§ Given text:
We want to repeat the analysis performed in the StatusReport.html file at any given date. To do this we need to solve two problems:
Find an easy and robust way to download the DTCC data and, potentially, adding new sources of information.
Find a source of information for interest rate curve data that addresses the issue of intraday movements that we analysed in the previous report
We use the dataonderivatives package to source automatically the information from the various sources. Please note that we can’t use the original package available on CRAN. I hence forked the repository on Github and modified it to account for the new link where DTCC reports can be retrieved from. This is why there is the command remotes::install_github(“DavideMagno/dataonderivatives”) in the next chunck of code.
The data that is downloaded with this package needs to be formatted to be used. That’s why I created two functions in the DataIngestion.R file:
DownloadFromDTCC: download the DTCC report at given dates (even more than one at the same time) and fix dates and notional formatting
DownloadFromCME: download the DTCC report at given dates (even more than one at the same time) and fix dates, time to maturity formatting and saves the floating rate type
Let’s see how to use these functions, with a date different from the 18th of June.
# remotes::install_github("DavideMagno/dataonderivatives")
source(here::here("R/DataIngestion.R"))
report.date <- as.Date("2021-06-16")
data <- DownloadFromDTCC(report.date)
data
The same can be done for the CME source and this time we download multiple days of data.
dates <- as.Date("2021-06-07") + lubridate::days(0:4)
data.cme <- DownloadFromCME(dates)
data.cme
We can notice that the CME data has much less information than the DTCC.

§ Entries provided:
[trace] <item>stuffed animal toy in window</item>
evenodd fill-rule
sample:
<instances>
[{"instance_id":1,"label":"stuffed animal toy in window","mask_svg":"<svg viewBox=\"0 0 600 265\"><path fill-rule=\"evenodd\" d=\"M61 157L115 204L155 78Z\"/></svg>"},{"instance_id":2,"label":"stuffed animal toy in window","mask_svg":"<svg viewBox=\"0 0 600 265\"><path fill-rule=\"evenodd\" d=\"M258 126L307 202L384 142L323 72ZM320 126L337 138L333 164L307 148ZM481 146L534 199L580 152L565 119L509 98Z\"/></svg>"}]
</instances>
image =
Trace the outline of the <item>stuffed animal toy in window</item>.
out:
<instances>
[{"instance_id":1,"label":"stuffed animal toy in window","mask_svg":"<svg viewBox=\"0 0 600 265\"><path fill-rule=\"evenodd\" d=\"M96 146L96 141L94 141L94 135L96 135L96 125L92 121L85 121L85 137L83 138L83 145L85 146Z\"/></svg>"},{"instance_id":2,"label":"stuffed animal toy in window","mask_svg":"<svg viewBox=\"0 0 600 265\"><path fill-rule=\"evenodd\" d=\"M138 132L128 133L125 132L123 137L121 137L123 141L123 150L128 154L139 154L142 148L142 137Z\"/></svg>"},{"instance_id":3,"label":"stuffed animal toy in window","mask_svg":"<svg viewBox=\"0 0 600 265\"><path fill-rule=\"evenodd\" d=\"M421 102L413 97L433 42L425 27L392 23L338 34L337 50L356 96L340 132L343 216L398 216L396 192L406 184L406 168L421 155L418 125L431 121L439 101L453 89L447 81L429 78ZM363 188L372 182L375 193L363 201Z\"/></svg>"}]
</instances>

§ Required task 1:
According to the text on downloading derivatives data, which file holds the two functions created to format the downloaded data?
§ Required task 2:
Duplicate every line of the listing above without any change.
The text on downloading derivatives data and the listing come from unrelated sources.

§ Full solution 1:
DataIngestion.R

§ Full solution 2:
[trace] <item>stuffed animal toy in window</item>
evenodd fill-rule
sample:
<instances>
[{"instance_id":1,"label":"stuffed animal toy in window","mask_svg":"<svg viewBox=\"0 0 600 265\"><path fill-rule=\"evenodd\" d=\"M61 157L115 204L155 78Z\"/></svg>"},{"instance_id":2,"label":"stuffed animal toy in window","mask_svg":"<svg viewBox=\"0 0 600 265\"><path fill-rule=\"evenodd\" d=\"M258 126L307 202L384 142L323 72ZM320 126L337 138L333 164L307 148ZM481 146L534 199L580 152L565 119L509 98Z\"/></svg>"}]
</instances>
image =
Trace the outline of the <item>stuffed animal toy in window</item>.
out:
<instances>
[{"instance_id":1,"label":"stuffed animal toy in window","mask_svg":"<svg viewBox=\"0 0 600 265\"><path fill-rule=\"evenodd\" d=\"M96 146L96 141L94 141L94 135L96 135L96 125L92 121L85 121L85 137L83 138L83 145L85 146Z\"/></svg>"},{"instance_id":2,"label":"stuffed animal toy in window","mask_svg":"<svg viewBox=\"0 0 600 265\"><path fill-rule=\"evenodd\" d=\"M138 132L128 133L125 132L123 137L121 137L123 141L123 150L128 154L139 154L142 148L142 137Z\"/></svg>"},{"instance_id":3,"label":"stuffed animal toy in window","mask_svg":"<svg viewBox=\"0 0 600 265\"><path fill-rule=\"evenodd\" d=\"M421 102L413 97L433 42L425 27L392 23L338 34L337 50L356 96L340 132L343 216L398 216L396 192L406 184L406 168L421 155L418 125L431 121L439 101L453 89L447 81L429 78ZM363 188L372 182L375 193L363 201Z\"/></svg>"}]
</instances>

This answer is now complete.